If a record contains a picture, skip the picture and transcribe the rest exactly.

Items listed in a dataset

■ ■ ■ ■

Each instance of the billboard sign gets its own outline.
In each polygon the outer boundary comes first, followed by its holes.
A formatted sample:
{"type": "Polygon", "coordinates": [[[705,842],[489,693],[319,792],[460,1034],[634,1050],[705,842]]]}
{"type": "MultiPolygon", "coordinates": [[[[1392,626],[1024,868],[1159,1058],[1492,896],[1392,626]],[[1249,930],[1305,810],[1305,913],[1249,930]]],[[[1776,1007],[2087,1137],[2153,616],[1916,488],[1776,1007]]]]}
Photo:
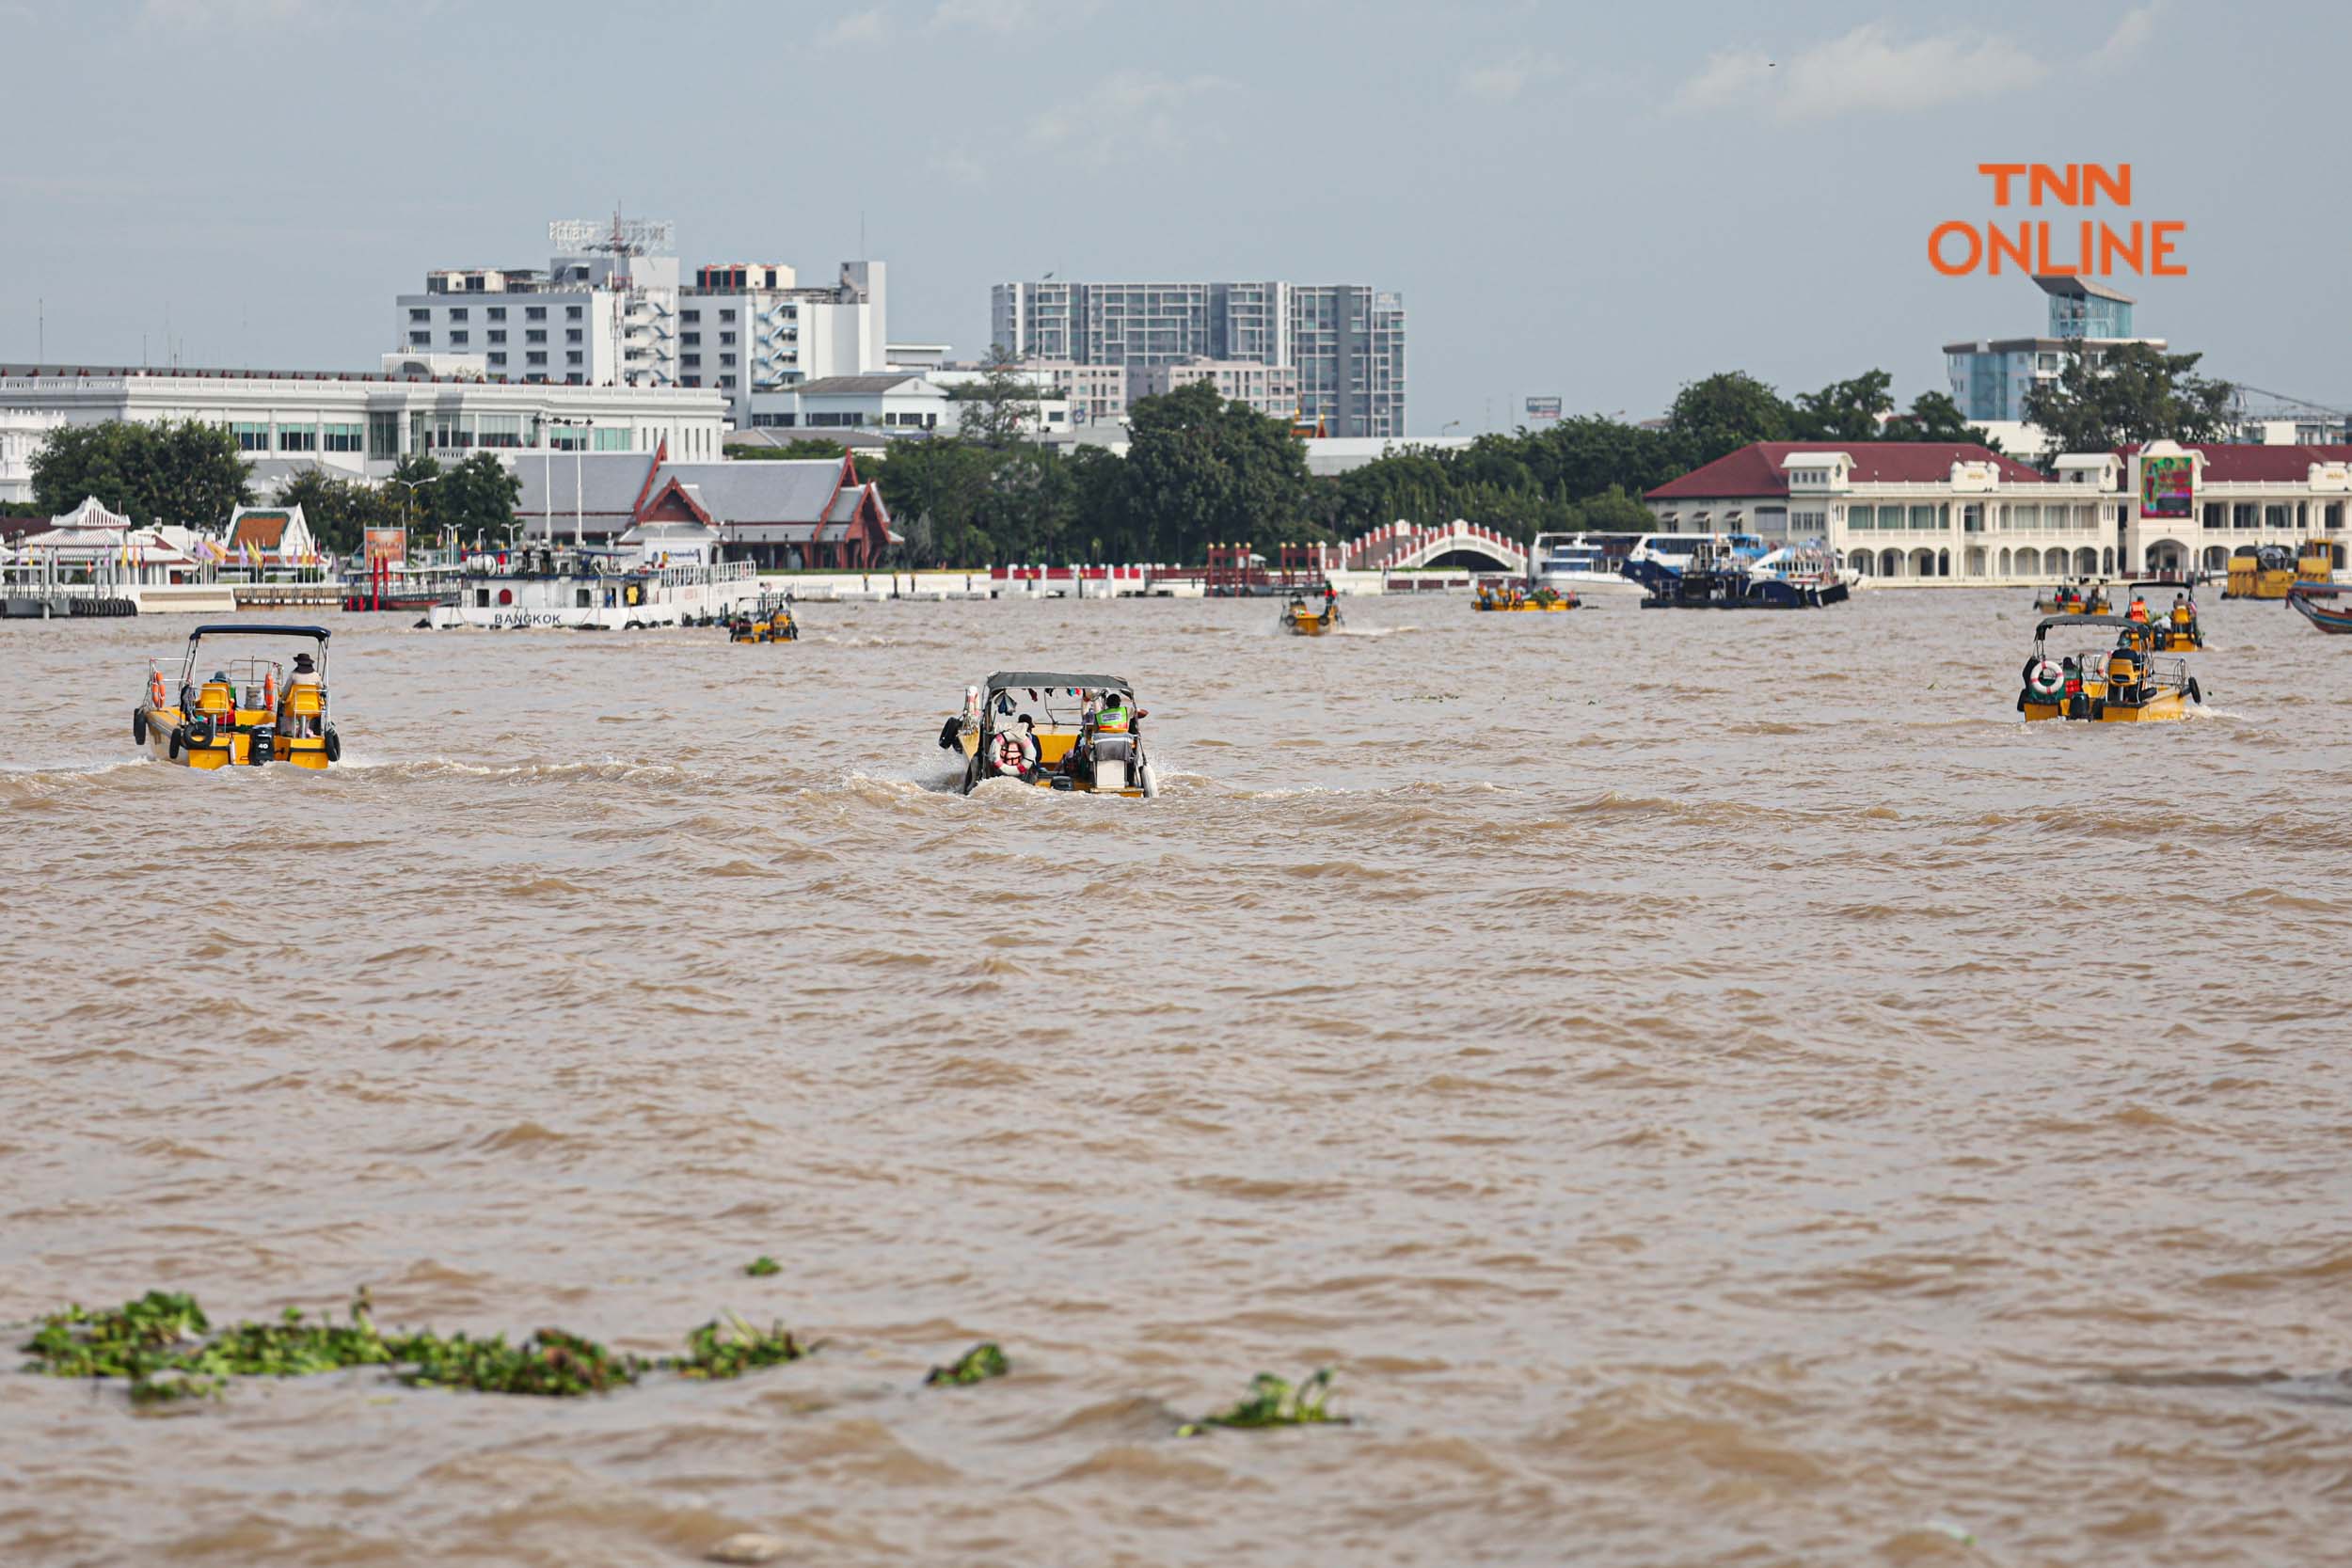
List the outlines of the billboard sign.
{"type": "Polygon", "coordinates": [[[1558,398],[1529,398],[1527,400],[1527,420],[1530,424],[1549,423],[1559,417],[1560,400],[1558,398]]]}
{"type": "Polygon", "coordinates": [[[2197,460],[2142,457],[2139,460],[2139,515],[2143,517],[2186,517],[2193,515],[2197,460]]]}
{"type": "Polygon", "coordinates": [[[408,559],[408,531],[405,528],[369,529],[361,548],[367,553],[371,566],[379,561],[389,566],[398,566],[408,559]]]}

■ ■ ■ ■

Your response
Each instance of the billboard sign gets its own outline.
In each polygon the outer boundary comes first, followed by its holes.
A formatted sample:
{"type": "Polygon", "coordinates": [[[705,842],[489,693],[319,792],[460,1034],[634,1050],[705,842]]]}
{"type": "MultiPolygon", "coordinates": [[[[1392,626],[1024,868],[1159,1058],[1492,896],[1392,626]],[[1249,930],[1305,810],[1305,913],[1249,930]]],[[[1776,1007],[2087,1137],[2153,616],[1916,488],[1776,1007]]]]}
Photo:
List the outlines of the billboard sign.
{"type": "Polygon", "coordinates": [[[1558,398],[1529,398],[1527,400],[1527,420],[1530,424],[1549,423],[1559,417],[1560,400],[1558,398]]]}
{"type": "Polygon", "coordinates": [[[2197,460],[2142,457],[2139,460],[2139,515],[2143,517],[2186,517],[2193,515],[2197,460]]]}
{"type": "Polygon", "coordinates": [[[408,559],[408,531],[405,528],[369,529],[361,548],[367,553],[371,566],[379,561],[389,566],[398,566],[408,559]]]}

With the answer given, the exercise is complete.